About this exercise = From the line containing "Objective: for every instance of the dark wood" onward to the last line of the data below, copy each line exactly and add nothing.

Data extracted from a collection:
BEGIN

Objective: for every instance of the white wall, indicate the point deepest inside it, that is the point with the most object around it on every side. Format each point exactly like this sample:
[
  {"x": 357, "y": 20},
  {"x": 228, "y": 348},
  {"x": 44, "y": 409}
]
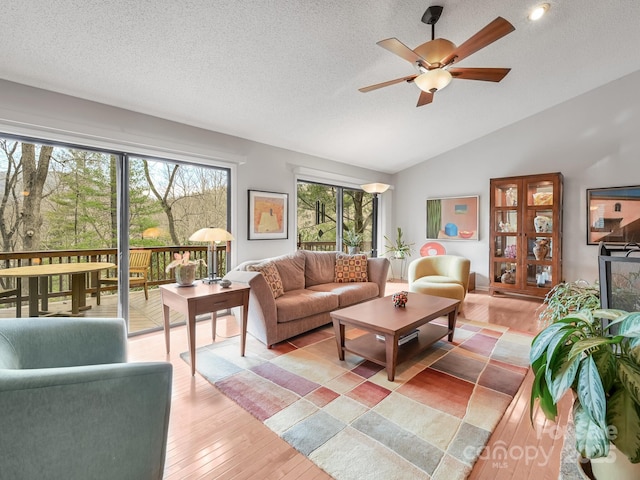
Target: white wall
[
  {"x": 47, "y": 115},
  {"x": 593, "y": 139}
]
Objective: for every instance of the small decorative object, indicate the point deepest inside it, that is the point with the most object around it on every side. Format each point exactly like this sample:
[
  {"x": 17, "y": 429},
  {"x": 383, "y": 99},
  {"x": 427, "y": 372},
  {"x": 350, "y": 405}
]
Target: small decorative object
[
  {"x": 543, "y": 198},
  {"x": 400, "y": 299},
  {"x": 541, "y": 249},
  {"x": 508, "y": 277},
  {"x": 510, "y": 251},
  {"x": 505, "y": 227},
  {"x": 451, "y": 230},
  {"x": 185, "y": 269},
  {"x": 543, "y": 224},
  {"x": 399, "y": 248}
]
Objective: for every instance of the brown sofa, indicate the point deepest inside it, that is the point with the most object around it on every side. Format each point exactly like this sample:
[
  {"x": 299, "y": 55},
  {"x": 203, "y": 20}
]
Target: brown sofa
[{"x": 310, "y": 293}]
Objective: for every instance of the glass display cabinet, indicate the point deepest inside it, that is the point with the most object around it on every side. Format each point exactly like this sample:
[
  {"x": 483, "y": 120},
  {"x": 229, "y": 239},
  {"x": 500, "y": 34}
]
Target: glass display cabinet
[{"x": 526, "y": 234}]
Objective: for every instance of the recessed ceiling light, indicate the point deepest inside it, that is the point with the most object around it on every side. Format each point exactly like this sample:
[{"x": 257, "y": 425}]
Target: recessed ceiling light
[{"x": 538, "y": 12}]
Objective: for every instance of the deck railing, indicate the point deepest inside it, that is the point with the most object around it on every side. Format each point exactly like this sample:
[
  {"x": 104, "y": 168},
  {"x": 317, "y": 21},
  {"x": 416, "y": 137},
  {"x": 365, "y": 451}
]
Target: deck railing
[{"x": 60, "y": 285}]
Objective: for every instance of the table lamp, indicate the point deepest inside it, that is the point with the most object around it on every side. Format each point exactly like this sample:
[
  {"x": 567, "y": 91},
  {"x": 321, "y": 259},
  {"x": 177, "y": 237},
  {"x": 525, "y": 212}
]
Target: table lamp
[{"x": 213, "y": 236}]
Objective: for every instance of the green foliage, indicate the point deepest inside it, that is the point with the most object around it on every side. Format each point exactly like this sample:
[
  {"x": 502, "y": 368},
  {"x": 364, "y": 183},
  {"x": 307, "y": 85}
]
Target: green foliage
[
  {"x": 398, "y": 247},
  {"x": 595, "y": 353},
  {"x": 351, "y": 238},
  {"x": 567, "y": 297}
]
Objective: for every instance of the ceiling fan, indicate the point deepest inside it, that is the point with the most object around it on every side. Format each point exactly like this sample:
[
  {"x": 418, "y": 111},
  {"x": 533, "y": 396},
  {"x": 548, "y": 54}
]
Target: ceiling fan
[{"x": 434, "y": 59}]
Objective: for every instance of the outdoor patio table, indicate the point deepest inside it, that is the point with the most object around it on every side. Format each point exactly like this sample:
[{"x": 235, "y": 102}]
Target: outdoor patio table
[{"x": 78, "y": 286}]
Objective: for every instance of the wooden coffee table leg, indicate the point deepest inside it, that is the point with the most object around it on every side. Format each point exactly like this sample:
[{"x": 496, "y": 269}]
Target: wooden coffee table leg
[
  {"x": 339, "y": 331},
  {"x": 452, "y": 323},
  {"x": 391, "y": 347}
]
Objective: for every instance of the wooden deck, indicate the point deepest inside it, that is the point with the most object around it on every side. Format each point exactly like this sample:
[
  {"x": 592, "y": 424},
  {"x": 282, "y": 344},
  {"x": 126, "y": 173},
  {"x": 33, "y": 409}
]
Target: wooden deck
[
  {"x": 211, "y": 437},
  {"x": 143, "y": 314}
]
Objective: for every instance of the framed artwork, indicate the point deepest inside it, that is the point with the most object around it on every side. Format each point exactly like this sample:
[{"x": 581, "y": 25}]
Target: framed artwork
[
  {"x": 613, "y": 215},
  {"x": 268, "y": 215},
  {"x": 453, "y": 218}
]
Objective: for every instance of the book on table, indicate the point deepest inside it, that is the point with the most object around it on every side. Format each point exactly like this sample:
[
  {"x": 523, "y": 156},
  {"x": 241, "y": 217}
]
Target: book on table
[{"x": 407, "y": 337}]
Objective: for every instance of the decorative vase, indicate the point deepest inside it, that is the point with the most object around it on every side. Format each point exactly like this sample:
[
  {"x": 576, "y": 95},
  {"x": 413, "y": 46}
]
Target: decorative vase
[
  {"x": 400, "y": 299},
  {"x": 541, "y": 249},
  {"x": 186, "y": 274}
]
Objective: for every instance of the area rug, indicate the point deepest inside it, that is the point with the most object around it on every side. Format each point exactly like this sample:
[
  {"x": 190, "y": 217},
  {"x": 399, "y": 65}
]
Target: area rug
[{"x": 431, "y": 422}]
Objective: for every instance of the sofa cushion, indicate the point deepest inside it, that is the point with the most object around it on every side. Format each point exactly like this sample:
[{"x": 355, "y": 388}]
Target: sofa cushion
[
  {"x": 349, "y": 293},
  {"x": 291, "y": 269},
  {"x": 296, "y": 304},
  {"x": 271, "y": 275},
  {"x": 351, "y": 268},
  {"x": 320, "y": 267}
]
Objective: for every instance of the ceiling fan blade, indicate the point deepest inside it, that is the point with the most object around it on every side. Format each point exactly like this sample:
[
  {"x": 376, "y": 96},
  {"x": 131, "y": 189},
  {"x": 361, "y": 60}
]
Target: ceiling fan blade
[
  {"x": 425, "y": 98},
  {"x": 489, "y": 34},
  {"x": 485, "y": 74},
  {"x": 396, "y": 46},
  {"x": 386, "y": 84}
]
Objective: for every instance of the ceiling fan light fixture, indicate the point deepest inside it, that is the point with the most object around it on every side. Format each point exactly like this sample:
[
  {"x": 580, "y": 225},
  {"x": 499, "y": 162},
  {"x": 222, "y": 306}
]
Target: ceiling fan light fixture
[
  {"x": 433, "y": 80},
  {"x": 538, "y": 12}
]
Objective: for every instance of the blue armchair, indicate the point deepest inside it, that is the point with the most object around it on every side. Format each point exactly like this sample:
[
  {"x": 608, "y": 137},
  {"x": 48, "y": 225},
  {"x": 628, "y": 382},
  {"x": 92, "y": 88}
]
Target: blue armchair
[{"x": 72, "y": 408}]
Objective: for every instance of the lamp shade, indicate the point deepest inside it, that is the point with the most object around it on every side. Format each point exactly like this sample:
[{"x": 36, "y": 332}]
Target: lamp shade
[
  {"x": 210, "y": 234},
  {"x": 375, "y": 187},
  {"x": 433, "y": 80}
]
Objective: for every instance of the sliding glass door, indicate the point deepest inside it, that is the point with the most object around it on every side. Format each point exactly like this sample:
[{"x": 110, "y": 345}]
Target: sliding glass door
[{"x": 79, "y": 215}]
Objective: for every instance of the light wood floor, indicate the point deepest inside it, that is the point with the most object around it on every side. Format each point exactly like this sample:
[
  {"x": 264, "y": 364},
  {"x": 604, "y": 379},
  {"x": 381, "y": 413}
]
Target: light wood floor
[{"x": 210, "y": 437}]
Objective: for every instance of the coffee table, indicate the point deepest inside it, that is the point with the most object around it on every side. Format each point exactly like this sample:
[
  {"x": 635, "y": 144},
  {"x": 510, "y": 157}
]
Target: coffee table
[{"x": 381, "y": 317}]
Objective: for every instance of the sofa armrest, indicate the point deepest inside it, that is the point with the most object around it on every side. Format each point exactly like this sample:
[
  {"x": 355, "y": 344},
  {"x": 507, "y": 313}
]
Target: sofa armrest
[
  {"x": 99, "y": 421},
  {"x": 263, "y": 314},
  {"x": 377, "y": 271},
  {"x": 61, "y": 342}
]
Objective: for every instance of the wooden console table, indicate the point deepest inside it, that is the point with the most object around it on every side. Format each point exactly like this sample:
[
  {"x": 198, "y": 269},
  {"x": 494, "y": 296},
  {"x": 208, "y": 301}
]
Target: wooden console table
[{"x": 203, "y": 298}]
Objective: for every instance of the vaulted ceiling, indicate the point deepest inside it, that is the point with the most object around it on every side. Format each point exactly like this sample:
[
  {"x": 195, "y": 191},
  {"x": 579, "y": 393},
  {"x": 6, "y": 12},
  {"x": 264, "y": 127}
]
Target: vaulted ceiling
[{"x": 287, "y": 72}]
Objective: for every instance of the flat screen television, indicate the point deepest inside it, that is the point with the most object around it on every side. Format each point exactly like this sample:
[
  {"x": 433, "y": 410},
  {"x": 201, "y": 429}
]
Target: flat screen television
[{"x": 619, "y": 276}]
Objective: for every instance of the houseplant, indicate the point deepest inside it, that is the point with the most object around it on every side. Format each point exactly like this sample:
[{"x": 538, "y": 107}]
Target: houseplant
[
  {"x": 185, "y": 269},
  {"x": 580, "y": 353},
  {"x": 567, "y": 297},
  {"x": 398, "y": 247},
  {"x": 352, "y": 240}
]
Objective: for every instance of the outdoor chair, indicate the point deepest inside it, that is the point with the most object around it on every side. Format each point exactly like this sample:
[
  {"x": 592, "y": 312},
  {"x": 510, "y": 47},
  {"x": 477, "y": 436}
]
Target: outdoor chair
[
  {"x": 73, "y": 408},
  {"x": 139, "y": 263},
  {"x": 14, "y": 294}
]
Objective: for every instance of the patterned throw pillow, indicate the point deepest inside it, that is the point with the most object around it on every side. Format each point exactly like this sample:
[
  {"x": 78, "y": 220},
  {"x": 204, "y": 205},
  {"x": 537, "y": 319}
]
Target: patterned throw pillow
[
  {"x": 271, "y": 275},
  {"x": 351, "y": 268}
]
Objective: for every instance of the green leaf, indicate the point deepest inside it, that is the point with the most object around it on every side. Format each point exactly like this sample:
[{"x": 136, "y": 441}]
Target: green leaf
[
  {"x": 623, "y": 415},
  {"x": 588, "y": 343},
  {"x": 606, "y": 364},
  {"x": 563, "y": 379},
  {"x": 541, "y": 341},
  {"x": 591, "y": 391},
  {"x": 630, "y": 325},
  {"x": 540, "y": 391},
  {"x": 629, "y": 375},
  {"x": 591, "y": 439}
]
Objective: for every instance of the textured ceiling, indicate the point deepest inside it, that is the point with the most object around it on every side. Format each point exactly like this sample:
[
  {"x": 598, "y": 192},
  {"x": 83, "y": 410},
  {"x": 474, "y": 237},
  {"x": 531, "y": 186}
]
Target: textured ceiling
[{"x": 286, "y": 72}]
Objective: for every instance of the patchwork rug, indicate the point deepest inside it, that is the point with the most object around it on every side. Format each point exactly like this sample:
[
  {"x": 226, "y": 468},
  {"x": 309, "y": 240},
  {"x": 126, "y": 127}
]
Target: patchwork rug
[{"x": 431, "y": 422}]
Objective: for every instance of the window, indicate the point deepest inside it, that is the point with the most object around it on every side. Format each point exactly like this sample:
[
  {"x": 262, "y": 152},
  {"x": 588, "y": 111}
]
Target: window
[
  {"x": 60, "y": 206},
  {"x": 326, "y": 212}
]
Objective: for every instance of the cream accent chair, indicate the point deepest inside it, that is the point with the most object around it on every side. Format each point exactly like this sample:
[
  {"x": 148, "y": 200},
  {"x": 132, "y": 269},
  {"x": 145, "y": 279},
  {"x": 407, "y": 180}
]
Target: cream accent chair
[{"x": 440, "y": 275}]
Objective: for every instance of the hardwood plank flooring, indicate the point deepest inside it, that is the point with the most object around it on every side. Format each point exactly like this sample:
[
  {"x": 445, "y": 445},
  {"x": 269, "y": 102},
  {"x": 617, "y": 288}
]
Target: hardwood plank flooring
[{"x": 210, "y": 437}]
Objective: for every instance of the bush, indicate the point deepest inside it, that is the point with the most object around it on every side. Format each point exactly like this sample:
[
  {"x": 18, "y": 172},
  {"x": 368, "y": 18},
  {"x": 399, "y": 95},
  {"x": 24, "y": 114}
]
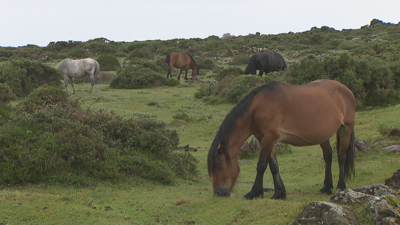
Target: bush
[
  {"x": 6, "y": 94},
  {"x": 371, "y": 80},
  {"x": 23, "y": 76},
  {"x": 108, "y": 63},
  {"x": 207, "y": 63},
  {"x": 242, "y": 85},
  {"x": 236, "y": 71},
  {"x": 204, "y": 91},
  {"x": 132, "y": 77},
  {"x": 45, "y": 96},
  {"x": 66, "y": 144}
]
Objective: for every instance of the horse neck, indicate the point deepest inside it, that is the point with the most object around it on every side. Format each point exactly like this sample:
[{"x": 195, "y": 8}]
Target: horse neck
[
  {"x": 194, "y": 68},
  {"x": 239, "y": 135}
]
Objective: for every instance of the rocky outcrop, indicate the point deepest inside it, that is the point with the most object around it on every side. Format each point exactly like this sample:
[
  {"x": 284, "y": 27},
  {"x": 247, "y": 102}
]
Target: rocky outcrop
[
  {"x": 325, "y": 213},
  {"x": 374, "y": 197}
]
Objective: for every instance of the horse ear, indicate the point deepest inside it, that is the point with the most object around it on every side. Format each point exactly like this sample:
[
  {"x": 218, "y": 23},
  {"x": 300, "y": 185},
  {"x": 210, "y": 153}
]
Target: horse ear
[{"x": 221, "y": 148}]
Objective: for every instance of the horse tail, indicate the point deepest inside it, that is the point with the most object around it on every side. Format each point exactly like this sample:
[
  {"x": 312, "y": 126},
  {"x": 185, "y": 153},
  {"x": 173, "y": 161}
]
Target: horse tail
[
  {"x": 167, "y": 59},
  {"x": 193, "y": 61},
  {"x": 96, "y": 70},
  {"x": 349, "y": 169},
  {"x": 251, "y": 67}
]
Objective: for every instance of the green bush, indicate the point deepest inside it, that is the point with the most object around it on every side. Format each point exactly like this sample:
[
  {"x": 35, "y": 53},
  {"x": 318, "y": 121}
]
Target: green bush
[
  {"x": 236, "y": 71},
  {"x": 45, "y": 96},
  {"x": 77, "y": 53},
  {"x": 204, "y": 91},
  {"x": 133, "y": 77},
  {"x": 23, "y": 76},
  {"x": 66, "y": 144},
  {"x": 108, "y": 63},
  {"x": 371, "y": 80},
  {"x": 242, "y": 85},
  {"x": 6, "y": 94},
  {"x": 207, "y": 63}
]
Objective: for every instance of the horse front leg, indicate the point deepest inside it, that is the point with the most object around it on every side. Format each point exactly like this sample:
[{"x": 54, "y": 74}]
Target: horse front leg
[
  {"x": 180, "y": 72},
  {"x": 327, "y": 153},
  {"x": 66, "y": 83},
  {"x": 169, "y": 72},
  {"x": 280, "y": 191},
  {"x": 72, "y": 84},
  {"x": 186, "y": 74},
  {"x": 257, "y": 189}
]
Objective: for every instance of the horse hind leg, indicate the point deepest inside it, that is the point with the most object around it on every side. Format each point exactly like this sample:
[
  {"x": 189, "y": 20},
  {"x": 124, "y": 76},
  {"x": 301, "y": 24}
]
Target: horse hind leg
[
  {"x": 72, "y": 84},
  {"x": 66, "y": 83},
  {"x": 327, "y": 153},
  {"x": 180, "y": 72},
  {"x": 345, "y": 145},
  {"x": 280, "y": 190}
]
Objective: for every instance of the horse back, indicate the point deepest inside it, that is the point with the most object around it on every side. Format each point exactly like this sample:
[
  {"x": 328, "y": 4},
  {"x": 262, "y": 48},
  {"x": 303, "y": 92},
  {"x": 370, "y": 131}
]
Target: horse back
[{"x": 303, "y": 115}]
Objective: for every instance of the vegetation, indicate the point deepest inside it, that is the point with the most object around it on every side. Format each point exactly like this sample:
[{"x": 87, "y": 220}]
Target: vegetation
[
  {"x": 108, "y": 156},
  {"x": 59, "y": 142}
]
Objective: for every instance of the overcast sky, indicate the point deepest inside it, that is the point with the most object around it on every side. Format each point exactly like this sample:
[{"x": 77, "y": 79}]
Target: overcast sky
[{"x": 39, "y": 22}]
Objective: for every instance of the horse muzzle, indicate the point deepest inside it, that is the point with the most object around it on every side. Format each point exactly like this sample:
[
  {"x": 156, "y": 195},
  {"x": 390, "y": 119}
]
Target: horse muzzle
[{"x": 222, "y": 192}]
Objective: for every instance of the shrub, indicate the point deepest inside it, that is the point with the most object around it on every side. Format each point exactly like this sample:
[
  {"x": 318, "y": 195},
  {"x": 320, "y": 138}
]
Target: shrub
[
  {"x": 45, "y": 96},
  {"x": 66, "y": 144},
  {"x": 6, "y": 94},
  {"x": 242, "y": 85},
  {"x": 207, "y": 64},
  {"x": 132, "y": 77},
  {"x": 370, "y": 80},
  {"x": 236, "y": 71},
  {"x": 77, "y": 53},
  {"x": 23, "y": 76},
  {"x": 172, "y": 82},
  {"x": 204, "y": 91},
  {"x": 108, "y": 63}
]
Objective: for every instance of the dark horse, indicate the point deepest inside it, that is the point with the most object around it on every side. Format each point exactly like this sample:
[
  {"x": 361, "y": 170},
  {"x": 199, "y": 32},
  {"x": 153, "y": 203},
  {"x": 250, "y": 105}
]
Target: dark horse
[
  {"x": 265, "y": 62},
  {"x": 300, "y": 115},
  {"x": 181, "y": 60}
]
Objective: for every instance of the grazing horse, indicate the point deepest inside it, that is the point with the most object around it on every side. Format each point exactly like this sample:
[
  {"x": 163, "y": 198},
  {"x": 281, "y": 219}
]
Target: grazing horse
[
  {"x": 79, "y": 68},
  {"x": 181, "y": 60},
  {"x": 265, "y": 62},
  {"x": 300, "y": 115}
]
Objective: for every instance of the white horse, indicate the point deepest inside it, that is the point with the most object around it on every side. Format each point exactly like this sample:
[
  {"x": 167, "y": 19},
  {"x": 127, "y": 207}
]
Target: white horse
[{"x": 78, "y": 68}]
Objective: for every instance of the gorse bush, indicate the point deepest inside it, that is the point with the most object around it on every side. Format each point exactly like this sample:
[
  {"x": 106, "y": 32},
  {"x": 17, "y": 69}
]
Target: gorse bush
[
  {"x": 108, "y": 63},
  {"x": 236, "y": 71},
  {"x": 6, "y": 95},
  {"x": 371, "y": 80},
  {"x": 133, "y": 77},
  {"x": 63, "y": 143},
  {"x": 45, "y": 96},
  {"x": 23, "y": 76}
]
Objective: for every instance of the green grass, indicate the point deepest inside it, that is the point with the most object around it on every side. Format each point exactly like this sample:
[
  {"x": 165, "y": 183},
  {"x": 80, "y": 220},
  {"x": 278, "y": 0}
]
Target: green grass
[{"x": 137, "y": 201}]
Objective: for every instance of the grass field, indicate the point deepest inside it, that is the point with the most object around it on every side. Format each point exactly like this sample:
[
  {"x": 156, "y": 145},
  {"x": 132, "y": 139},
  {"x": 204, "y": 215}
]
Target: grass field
[{"x": 137, "y": 201}]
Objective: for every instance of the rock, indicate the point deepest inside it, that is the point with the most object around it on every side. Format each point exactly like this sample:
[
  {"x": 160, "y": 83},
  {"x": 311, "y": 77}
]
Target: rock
[
  {"x": 325, "y": 213},
  {"x": 375, "y": 190},
  {"x": 246, "y": 162},
  {"x": 380, "y": 209},
  {"x": 362, "y": 146},
  {"x": 394, "y": 132},
  {"x": 392, "y": 148},
  {"x": 394, "y": 181}
]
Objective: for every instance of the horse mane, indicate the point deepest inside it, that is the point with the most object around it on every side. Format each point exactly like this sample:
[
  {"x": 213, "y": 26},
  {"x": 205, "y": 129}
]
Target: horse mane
[
  {"x": 251, "y": 67},
  {"x": 193, "y": 61},
  {"x": 229, "y": 125},
  {"x": 61, "y": 64}
]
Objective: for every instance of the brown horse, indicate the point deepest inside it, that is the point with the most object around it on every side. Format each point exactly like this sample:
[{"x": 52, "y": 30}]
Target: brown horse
[
  {"x": 181, "y": 60},
  {"x": 300, "y": 115}
]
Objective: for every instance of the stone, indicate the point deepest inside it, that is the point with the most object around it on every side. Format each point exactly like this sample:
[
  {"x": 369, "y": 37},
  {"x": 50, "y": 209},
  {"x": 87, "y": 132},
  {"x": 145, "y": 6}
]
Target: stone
[
  {"x": 321, "y": 212},
  {"x": 362, "y": 146}
]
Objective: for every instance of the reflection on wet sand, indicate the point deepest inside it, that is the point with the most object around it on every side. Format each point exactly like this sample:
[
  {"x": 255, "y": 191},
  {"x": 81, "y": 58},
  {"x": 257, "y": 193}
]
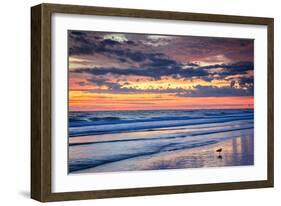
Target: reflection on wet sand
[{"x": 235, "y": 152}]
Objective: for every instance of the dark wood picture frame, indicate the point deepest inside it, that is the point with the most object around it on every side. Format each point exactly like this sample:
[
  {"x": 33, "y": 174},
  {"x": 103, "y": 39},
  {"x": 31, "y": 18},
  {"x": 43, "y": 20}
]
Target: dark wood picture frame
[{"x": 41, "y": 95}]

END

Written answer =
Objective: for every instance of the dark wood picture frame, indicate the point deepest inside it, that is the point with the most object around it on every side. Format each point exactly like this sample:
[
  {"x": 33, "y": 174},
  {"x": 103, "y": 39},
  {"x": 31, "y": 18},
  {"x": 43, "y": 20}
]
Target: dark wood picture frame
[{"x": 41, "y": 95}]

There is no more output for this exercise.